ASSIGNED TASK: Please revise the passage on Streptomyces cell division, starting with "Cell division is a" and going on through "plants get cancer?).", and write it out again with "damaged" replaced by "injured".

Cell division is a fundamental process in all domains of life, required for the regeneration of damaged tissue, organ growth and development.
If cell division gets out of control, it can lead to cancer (you can find out a bit more about this in our blog – Controlling Cell Division: Do plants get cancer?).
In less complex organisms, like bacteria, cell division is important for reproduction and survival. The group of Dr Susan Schlimpert here at the John Innes Centre use the soil bacteria Streptomyces, famous for its earthy smell and the production of antibiotics, as a scientific model to understand cell division.
A recent study reveals new insights into this fundamental biological process in Streptomyces. First author Dr Matt Bush answers some questions about this research.
Why use Streptomyces to study cell division?
Much of our understanding of the mechanisms that underpin cell division in bacteria has been driven by studies using classical model organisms such as Escherichia coli and Bacillus subtilis. In recent years however, research from labs using other, non-classical organisms has revealed the tremendous diversity in the regulation and cell biology of division among microbes.

AVAILABLE DATA:
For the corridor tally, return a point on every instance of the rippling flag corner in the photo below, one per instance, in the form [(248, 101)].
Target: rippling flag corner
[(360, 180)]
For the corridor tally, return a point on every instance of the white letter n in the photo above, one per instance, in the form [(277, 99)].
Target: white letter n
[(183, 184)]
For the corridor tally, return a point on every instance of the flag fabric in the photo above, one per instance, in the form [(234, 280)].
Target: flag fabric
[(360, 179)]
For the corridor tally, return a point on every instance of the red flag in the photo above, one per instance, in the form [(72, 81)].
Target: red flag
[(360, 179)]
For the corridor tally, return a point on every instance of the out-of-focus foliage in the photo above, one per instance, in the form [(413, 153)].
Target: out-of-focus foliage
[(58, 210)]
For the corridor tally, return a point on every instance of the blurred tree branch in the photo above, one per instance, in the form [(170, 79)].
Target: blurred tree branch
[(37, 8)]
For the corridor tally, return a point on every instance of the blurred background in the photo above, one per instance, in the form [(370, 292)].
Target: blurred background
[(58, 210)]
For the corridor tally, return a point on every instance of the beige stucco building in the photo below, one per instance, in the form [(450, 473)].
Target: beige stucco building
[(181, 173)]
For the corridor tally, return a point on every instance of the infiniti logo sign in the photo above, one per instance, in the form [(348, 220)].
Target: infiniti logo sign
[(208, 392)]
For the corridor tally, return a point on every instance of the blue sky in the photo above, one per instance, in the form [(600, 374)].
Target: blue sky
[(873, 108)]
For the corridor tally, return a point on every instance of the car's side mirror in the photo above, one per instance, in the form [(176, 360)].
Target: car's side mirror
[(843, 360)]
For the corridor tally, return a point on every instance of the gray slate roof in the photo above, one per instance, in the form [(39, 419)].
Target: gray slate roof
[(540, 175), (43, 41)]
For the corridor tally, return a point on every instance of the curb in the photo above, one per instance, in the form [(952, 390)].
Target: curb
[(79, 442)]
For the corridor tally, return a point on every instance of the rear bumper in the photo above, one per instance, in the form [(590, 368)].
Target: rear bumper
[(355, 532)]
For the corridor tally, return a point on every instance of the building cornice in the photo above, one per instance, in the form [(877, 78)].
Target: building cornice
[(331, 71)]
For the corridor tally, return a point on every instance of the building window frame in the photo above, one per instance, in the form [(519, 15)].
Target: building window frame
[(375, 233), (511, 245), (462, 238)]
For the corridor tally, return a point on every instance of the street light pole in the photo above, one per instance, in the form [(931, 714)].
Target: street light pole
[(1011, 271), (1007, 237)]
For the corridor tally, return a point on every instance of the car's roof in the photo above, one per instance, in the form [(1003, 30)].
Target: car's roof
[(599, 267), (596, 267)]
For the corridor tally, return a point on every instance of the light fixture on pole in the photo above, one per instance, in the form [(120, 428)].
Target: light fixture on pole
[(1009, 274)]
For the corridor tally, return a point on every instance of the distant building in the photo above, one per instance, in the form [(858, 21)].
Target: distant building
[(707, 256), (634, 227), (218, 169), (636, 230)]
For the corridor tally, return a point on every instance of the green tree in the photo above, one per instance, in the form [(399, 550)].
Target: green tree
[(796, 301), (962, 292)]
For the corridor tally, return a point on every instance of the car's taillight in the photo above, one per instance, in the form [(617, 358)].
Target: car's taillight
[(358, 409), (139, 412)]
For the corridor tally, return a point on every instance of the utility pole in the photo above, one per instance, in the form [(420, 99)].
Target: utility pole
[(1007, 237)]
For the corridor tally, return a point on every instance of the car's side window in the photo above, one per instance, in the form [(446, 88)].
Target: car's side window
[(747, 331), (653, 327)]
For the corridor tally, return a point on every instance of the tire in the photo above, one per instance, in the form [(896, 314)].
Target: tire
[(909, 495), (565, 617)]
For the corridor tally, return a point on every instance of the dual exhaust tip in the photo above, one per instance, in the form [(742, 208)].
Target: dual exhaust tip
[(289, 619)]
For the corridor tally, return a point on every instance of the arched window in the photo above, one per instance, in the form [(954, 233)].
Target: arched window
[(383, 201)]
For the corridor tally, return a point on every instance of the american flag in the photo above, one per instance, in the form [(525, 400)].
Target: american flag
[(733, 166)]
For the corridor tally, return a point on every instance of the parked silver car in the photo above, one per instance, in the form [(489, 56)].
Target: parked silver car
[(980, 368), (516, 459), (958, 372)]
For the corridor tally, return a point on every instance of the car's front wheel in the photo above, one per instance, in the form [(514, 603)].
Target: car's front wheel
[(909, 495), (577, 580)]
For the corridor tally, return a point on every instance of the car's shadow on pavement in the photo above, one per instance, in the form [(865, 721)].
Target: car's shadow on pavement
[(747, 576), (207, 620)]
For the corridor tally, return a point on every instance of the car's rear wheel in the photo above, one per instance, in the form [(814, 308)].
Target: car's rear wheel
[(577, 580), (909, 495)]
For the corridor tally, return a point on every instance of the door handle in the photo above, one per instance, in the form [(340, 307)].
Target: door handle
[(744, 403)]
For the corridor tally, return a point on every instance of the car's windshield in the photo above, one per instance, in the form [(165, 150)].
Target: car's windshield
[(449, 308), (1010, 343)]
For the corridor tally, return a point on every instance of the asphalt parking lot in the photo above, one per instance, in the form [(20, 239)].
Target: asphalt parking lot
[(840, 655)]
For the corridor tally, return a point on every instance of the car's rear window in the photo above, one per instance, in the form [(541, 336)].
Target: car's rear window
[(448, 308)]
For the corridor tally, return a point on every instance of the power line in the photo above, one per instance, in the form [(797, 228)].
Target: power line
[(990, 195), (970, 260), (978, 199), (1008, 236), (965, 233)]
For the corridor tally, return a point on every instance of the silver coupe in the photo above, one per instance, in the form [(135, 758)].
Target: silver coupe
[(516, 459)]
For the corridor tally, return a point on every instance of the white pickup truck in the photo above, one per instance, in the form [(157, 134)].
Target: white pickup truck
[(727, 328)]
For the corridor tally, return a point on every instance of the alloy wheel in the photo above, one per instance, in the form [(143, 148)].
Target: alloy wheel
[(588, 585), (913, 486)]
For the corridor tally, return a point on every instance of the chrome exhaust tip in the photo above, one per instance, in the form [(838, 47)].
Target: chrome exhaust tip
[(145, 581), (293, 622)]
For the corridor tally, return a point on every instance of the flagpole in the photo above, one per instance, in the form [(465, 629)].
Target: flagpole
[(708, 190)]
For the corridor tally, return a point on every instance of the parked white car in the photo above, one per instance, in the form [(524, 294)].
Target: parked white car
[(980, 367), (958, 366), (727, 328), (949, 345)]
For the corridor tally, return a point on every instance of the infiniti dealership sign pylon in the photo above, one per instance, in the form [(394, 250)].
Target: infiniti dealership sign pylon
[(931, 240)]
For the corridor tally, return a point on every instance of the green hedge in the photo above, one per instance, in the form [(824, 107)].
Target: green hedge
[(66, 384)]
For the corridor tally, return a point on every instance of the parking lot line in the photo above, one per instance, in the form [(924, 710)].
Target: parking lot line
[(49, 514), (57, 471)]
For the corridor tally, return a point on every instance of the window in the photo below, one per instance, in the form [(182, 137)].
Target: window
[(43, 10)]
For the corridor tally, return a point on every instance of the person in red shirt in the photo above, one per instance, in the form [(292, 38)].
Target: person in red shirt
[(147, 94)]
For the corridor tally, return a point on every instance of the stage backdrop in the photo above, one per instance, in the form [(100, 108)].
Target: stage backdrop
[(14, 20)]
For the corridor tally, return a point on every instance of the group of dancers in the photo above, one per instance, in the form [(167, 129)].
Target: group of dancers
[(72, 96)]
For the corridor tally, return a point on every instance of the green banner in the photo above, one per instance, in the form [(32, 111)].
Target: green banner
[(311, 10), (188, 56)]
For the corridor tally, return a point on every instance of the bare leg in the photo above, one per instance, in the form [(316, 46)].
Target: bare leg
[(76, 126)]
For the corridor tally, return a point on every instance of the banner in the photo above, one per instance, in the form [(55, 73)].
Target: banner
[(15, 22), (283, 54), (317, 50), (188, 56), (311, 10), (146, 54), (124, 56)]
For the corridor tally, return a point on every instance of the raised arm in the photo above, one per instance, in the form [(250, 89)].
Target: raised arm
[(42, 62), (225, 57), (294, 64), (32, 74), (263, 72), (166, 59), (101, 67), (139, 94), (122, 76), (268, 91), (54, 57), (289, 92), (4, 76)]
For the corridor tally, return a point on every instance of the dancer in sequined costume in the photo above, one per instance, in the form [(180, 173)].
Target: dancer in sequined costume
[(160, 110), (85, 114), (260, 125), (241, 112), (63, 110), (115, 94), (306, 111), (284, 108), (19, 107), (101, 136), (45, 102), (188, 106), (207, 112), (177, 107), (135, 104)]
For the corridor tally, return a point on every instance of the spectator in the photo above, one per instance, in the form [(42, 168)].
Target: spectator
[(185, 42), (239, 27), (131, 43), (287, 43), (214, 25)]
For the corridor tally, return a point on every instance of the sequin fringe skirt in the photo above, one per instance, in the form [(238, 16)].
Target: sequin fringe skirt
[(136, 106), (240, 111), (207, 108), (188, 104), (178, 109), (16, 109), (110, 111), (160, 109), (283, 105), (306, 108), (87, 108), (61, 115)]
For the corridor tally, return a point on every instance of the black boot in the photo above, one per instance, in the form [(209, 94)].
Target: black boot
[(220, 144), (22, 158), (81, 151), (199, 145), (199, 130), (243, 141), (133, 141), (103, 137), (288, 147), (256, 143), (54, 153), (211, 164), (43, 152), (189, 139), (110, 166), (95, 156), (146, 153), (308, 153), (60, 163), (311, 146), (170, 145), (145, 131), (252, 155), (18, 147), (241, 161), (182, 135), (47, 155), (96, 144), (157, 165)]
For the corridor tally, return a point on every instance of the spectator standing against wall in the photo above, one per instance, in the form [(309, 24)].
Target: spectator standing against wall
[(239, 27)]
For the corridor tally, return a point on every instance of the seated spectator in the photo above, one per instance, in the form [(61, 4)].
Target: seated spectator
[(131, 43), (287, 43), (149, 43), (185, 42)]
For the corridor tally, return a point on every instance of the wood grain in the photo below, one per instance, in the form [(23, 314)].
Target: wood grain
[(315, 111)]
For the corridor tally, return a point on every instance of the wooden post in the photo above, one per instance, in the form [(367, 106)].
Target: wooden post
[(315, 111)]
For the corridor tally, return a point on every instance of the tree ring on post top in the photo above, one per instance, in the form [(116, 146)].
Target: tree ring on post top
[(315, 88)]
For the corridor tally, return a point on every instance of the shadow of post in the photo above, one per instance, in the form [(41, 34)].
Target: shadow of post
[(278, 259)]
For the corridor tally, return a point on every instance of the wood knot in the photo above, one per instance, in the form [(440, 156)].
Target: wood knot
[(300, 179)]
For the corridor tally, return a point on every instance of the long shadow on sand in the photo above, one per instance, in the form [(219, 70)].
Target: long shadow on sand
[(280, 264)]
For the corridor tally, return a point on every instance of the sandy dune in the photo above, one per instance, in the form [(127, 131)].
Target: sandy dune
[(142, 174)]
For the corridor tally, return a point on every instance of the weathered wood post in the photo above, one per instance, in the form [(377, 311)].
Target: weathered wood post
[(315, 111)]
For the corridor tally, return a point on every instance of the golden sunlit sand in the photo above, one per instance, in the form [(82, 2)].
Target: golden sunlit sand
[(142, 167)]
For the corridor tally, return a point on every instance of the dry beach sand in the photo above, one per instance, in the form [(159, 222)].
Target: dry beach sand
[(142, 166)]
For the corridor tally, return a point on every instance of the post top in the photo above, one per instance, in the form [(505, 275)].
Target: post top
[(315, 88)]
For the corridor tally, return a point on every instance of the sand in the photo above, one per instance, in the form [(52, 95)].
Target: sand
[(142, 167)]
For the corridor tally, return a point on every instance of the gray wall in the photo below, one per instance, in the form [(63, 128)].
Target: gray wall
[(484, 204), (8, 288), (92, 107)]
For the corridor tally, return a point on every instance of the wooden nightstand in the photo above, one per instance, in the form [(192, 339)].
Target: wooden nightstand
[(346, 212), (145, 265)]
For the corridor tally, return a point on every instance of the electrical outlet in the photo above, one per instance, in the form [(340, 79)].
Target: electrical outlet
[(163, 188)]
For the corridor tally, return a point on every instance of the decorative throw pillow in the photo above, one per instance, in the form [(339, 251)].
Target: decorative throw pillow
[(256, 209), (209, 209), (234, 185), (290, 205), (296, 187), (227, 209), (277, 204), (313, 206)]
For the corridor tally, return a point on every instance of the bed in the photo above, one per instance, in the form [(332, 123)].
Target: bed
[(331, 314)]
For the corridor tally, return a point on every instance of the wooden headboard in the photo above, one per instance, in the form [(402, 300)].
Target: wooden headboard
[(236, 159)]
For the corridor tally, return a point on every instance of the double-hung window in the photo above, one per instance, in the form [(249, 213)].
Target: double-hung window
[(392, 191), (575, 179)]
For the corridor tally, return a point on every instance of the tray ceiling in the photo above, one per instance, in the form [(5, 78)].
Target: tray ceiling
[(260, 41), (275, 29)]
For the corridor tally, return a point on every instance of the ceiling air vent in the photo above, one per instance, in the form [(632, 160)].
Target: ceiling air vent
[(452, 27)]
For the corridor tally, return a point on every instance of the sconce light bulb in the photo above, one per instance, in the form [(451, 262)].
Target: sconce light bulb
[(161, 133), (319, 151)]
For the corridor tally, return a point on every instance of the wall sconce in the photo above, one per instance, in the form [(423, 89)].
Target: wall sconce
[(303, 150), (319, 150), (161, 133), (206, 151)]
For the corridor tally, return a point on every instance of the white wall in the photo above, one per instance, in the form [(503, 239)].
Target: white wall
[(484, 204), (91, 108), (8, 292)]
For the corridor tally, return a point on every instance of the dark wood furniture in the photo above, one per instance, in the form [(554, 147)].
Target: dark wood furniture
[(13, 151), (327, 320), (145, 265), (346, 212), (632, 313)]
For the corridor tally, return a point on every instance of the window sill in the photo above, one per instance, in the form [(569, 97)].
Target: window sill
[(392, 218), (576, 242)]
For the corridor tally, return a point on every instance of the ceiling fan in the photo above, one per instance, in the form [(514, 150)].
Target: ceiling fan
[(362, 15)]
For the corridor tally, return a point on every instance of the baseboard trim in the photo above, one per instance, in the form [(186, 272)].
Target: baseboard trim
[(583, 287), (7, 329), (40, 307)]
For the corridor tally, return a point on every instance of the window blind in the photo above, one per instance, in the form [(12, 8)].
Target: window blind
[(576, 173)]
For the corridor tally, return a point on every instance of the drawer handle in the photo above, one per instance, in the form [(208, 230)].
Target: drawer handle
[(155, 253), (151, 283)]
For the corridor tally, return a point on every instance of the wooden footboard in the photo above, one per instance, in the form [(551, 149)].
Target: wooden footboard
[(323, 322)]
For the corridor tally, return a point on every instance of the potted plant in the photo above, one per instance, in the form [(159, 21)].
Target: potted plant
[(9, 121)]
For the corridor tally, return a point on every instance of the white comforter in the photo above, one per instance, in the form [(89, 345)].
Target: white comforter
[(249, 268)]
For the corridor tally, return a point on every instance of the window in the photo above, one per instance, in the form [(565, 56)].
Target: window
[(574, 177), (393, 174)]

SOLUTION TO THIS EXERCISE:
Cell division is a fundamental process in all domains of life, required for the regeneration of injured tissue, organ growth and development.
If cell division gets out of control, it can lead to cancer (you can find out a bit more about this in our blog – Controlling Cell Division: Do plants get cancer?).